• ACTION ITEM:
What is asked for is the whole listing, given again word for word.

• EXCERPTED DATA:
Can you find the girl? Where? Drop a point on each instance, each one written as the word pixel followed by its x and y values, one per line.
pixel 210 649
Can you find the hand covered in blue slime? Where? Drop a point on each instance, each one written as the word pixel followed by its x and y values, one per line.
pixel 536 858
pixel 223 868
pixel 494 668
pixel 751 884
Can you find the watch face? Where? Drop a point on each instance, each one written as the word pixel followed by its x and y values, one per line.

• RESULT OF THIS EXERCISE:
Can you find the girl? Where? Drop a point on each instance, each one written as the word pixel followed by its x and y values, one per line.
pixel 210 649
Can you find the hand covered in blue slime? Where? Drop a point on each instance, each one written as the word pixel followed by its x and y values, one per line.
pixel 536 858
pixel 223 868
pixel 494 668
pixel 751 884
Can you find the watch face? Where? Drop a point on each instance, each one written as the word pixel followed by its x and y values, one per line.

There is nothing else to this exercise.